**Work required**
Write only the number of lines in the records beneath that hold "standing".

::: Data to examine

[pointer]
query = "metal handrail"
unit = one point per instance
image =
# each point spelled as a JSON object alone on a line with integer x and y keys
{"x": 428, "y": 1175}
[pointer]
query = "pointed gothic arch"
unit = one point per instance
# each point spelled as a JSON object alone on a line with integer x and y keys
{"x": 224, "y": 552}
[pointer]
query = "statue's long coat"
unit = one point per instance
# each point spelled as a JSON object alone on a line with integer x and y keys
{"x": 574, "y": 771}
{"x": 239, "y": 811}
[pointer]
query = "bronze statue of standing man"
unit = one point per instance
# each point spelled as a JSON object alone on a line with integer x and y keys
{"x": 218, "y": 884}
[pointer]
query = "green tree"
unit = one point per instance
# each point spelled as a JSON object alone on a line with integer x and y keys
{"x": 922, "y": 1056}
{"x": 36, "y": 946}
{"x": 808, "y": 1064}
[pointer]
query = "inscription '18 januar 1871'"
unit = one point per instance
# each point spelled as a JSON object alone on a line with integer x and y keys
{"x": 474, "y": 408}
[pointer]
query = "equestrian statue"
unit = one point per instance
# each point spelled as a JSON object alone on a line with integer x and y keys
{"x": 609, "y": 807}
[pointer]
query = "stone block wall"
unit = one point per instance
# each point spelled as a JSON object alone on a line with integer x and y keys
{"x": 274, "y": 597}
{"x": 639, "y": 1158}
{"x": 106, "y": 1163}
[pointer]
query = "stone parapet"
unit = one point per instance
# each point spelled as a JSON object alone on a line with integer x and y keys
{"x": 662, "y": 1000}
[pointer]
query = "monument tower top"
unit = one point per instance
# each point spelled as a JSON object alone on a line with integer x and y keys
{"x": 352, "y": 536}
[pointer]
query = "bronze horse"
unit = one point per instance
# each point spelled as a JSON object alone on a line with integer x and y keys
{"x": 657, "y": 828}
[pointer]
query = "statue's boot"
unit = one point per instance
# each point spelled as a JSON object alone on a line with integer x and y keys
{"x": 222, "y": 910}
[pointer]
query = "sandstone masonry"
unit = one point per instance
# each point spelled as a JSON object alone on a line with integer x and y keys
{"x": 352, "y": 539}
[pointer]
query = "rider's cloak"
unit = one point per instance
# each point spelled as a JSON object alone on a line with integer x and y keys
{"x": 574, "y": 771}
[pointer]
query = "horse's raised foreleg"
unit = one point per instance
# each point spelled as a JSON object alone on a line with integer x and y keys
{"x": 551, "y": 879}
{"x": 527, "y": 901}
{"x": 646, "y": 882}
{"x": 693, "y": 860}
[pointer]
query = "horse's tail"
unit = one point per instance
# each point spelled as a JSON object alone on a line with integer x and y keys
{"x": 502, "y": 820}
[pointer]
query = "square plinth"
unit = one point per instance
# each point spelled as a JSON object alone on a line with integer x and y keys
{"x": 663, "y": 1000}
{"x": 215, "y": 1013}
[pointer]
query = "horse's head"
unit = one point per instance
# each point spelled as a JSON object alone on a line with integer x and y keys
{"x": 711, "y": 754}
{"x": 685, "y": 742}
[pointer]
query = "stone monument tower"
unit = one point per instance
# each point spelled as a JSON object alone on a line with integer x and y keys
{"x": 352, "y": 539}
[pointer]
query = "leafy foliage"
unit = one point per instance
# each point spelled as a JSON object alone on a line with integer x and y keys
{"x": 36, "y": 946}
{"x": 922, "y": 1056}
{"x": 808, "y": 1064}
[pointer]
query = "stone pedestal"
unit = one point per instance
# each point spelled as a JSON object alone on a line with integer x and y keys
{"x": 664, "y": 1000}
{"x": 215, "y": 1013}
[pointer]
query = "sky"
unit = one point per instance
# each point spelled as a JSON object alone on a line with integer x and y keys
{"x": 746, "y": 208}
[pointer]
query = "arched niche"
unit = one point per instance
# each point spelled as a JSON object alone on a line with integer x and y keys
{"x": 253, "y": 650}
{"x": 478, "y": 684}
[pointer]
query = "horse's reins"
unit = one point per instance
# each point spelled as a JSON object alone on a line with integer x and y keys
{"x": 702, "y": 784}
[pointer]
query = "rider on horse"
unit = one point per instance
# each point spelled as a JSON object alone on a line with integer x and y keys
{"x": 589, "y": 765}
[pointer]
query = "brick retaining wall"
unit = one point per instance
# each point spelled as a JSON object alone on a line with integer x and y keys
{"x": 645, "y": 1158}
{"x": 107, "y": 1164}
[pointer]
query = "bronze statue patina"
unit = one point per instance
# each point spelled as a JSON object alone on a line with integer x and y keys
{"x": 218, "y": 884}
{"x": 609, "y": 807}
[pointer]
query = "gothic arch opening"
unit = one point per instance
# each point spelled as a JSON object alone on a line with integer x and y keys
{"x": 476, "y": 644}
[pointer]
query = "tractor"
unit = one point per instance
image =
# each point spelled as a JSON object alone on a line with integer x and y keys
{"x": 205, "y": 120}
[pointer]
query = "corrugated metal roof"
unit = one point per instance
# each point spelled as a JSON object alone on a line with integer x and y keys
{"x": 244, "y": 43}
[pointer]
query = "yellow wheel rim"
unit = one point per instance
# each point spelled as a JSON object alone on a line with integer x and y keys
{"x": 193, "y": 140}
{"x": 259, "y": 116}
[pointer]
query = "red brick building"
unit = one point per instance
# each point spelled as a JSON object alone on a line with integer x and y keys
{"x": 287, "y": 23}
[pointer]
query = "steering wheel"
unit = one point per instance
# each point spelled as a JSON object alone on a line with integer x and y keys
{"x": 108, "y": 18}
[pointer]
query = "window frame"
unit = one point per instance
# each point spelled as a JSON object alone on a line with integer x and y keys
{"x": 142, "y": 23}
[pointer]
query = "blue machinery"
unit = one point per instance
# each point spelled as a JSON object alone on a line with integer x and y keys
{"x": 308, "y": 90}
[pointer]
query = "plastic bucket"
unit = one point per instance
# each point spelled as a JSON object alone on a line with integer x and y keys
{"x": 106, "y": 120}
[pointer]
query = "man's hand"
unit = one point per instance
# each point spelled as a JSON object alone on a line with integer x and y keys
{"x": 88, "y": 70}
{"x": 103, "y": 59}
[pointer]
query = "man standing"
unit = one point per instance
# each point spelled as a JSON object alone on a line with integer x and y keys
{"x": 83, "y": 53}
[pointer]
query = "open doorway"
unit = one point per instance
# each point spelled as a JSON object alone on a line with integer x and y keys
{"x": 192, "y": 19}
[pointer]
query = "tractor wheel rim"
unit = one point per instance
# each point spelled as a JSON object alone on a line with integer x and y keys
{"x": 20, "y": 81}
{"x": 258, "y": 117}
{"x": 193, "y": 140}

::::::

**Answer for this exercise**
2